**WHAT THE EXERCISE ASKS**
Please retype the records that appear below, exactly and in full.

(Records excerpted from a collection)
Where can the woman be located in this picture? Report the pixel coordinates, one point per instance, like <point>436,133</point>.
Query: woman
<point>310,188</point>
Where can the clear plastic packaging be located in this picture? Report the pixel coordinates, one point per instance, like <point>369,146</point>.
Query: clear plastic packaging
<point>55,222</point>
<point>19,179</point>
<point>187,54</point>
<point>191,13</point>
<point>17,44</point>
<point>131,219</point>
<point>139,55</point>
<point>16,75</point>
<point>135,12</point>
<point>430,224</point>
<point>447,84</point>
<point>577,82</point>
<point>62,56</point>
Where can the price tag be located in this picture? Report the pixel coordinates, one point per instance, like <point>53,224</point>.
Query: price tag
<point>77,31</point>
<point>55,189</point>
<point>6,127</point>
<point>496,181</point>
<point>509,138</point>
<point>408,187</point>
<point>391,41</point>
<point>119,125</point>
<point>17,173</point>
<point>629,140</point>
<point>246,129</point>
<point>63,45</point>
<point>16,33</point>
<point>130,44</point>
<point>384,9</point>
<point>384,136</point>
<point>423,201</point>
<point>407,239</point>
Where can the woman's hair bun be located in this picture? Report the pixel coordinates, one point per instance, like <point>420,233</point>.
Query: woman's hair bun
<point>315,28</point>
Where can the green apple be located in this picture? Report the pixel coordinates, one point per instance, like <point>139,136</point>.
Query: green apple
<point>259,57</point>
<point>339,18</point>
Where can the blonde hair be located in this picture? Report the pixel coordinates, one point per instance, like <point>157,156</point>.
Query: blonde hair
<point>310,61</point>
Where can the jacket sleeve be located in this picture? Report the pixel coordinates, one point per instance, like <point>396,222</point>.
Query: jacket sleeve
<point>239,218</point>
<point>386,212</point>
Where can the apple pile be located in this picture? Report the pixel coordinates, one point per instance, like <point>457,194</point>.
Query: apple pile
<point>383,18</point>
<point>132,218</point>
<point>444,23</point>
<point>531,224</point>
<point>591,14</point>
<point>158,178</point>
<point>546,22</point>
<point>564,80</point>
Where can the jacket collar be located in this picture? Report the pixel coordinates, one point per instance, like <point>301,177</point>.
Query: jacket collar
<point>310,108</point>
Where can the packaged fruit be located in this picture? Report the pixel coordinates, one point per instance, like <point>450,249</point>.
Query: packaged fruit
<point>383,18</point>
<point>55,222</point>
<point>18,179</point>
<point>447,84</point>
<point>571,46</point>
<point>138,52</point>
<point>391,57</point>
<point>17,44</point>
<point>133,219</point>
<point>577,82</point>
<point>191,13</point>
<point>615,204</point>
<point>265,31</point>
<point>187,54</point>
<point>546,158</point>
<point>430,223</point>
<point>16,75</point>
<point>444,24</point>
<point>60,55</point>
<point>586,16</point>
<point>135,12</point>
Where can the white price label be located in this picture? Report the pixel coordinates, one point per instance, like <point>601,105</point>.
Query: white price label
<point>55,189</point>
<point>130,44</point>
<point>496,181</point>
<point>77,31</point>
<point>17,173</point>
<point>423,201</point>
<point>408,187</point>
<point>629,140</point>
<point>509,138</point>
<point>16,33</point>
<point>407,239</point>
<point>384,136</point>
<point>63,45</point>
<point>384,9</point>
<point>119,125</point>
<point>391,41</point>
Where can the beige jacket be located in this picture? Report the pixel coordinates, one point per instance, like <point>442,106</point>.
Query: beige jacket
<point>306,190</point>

**RESPONSE**
Where can the woman be located in this picture? Report the pixel coordinates, one point per instance, like <point>436,133</point>.
Query: woman
<point>310,188</point>
Where can the clear plastic packaging be located in this picture? Report the pixel coordinates, one point per instance, like <point>369,146</point>.
Query: clear plastic packaging
<point>55,222</point>
<point>19,179</point>
<point>187,54</point>
<point>191,13</point>
<point>17,44</point>
<point>131,219</point>
<point>139,55</point>
<point>16,75</point>
<point>135,12</point>
<point>430,224</point>
<point>447,84</point>
<point>577,82</point>
<point>62,56</point>
Where can the price tag be located in this picture? Report the pixel coordinates, one point per instance, like <point>53,224</point>.
Query: price tag
<point>77,31</point>
<point>55,189</point>
<point>6,127</point>
<point>496,181</point>
<point>509,138</point>
<point>408,187</point>
<point>391,41</point>
<point>119,125</point>
<point>17,173</point>
<point>629,140</point>
<point>246,129</point>
<point>63,45</point>
<point>16,33</point>
<point>130,44</point>
<point>384,9</point>
<point>384,136</point>
<point>423,201</point>
<point>407,239</point>
Where can the woman's hair bun be located in this picture? Report the pixel coordinates, one point per instance, like <point>420,233</point>.
Query: woman's hair bun
<point>315,28</point>
Where can the green apple be located in this picture? Report the pixel coordinates, one point per instance, like <point>139,136</point>.
Query: green apple
<point>259,57</point>
<point>339,18</point>
Where can the blonde hair be located in this picture? Report the pixel coordinates, one point per instance, like <point>157,156</point>.
Query: blonde hair
<point>310,61</point>
Where can the jacket sleeve be located in this picture? Report the pixel coordinates, one point per instance, like <point>396,222</point>.
Query: jacket sleeve
<point>239,218</point>
<point>386,212</point>
Where can the apple pile be located in this picture? Report the pixel coordinates, one point per instance, like <point>457,194</point>.
Query: apple pile
<point>383,18</point>
<point>132,218</point>
<point>444,23</point>
<point>531,224</point>
<point>591,14</point>
<point>158,178</point>
<point>546,22</point>
<point>564,80</point>
Where can the jacket collar be located in this picture? Report the pixel coordinates, one point per instance, like <point>301,177</point>.
Query: jacket collar
<point>310,108</point>
Where can the packaged fruit be located in this picture? Report the pixel coordinates, one point per instance, like <point>450,249</point>.
Query: packaged fruit
<point>383,18</point>
<point>55,222</point>
<point>18,179</point>
<point>447,84</point>
<point>571,46</point>
<point>138,52</point>
<point>391,57</point>
<point>17,44</point>
<point>133,219</point>
<point>577,82</point>
<point>191,13</point>
<point>615,204</point>
<point>265,31</point>
<point>187,54</point>
<point>546,158</point>
<point>430,223</point>
<point>16,75</point>
<point>444,24</point>
<point>60,55</point>
<point>586,16</point>
<point>135,12</point>
Where can the white price label be located in this picture? Report the pixel coordinates, one point per instance, like <point>601,105</point>.
Query: white price label
<point>55,189</point>
<point>130,44</point>
<point>496,181</point>
<point>77,31</point>
<point>17,173</point>
<point>423,201</point>
<point>408,187</point>
<point>629,140</point>
<point>509,138</point>
<point>16,33</point>
<point>407,239</point>
<point>384,136</point>
<point>63,45</point>
<point>384,9</point>
<point>119,125</point>
<point>391,41</point>
Where can the beige jacket be located in this picture? Report the pixel coordinates, one point per instance, like <point>442,106</point>.
Query: beige jacket
<point>306,190</point>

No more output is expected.